Material for the task ::
****

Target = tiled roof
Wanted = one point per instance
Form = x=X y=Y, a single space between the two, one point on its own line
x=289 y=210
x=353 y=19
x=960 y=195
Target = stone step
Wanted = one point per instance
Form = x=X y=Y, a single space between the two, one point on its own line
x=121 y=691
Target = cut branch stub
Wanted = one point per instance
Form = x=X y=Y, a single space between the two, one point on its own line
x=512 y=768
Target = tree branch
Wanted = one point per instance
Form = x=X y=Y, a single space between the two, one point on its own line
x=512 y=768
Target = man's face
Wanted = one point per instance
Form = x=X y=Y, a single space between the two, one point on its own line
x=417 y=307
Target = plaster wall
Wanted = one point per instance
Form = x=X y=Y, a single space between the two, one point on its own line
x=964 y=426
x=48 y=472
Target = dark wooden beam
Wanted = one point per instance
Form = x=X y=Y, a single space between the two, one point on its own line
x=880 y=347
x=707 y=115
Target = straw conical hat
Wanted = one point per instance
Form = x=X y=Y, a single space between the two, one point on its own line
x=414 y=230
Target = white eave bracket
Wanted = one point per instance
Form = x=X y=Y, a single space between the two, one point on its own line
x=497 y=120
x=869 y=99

****

Work to complete :: Only the lines from the one containing "Target = straw conical hat" to the end of the listing belong in the output, each reproduced exactly.

Solved exercise ::
Target = straw conical hat
Wanted = one point per instance
Form = x=X y=Y, a single space between the two, one point on its own line
x=414 y=230
Target = white eave bracket
Wanted = one point per instance
Form = x=X y=Y, a single space between the two, one point on its own line
x=497 y=120
x=869 y=99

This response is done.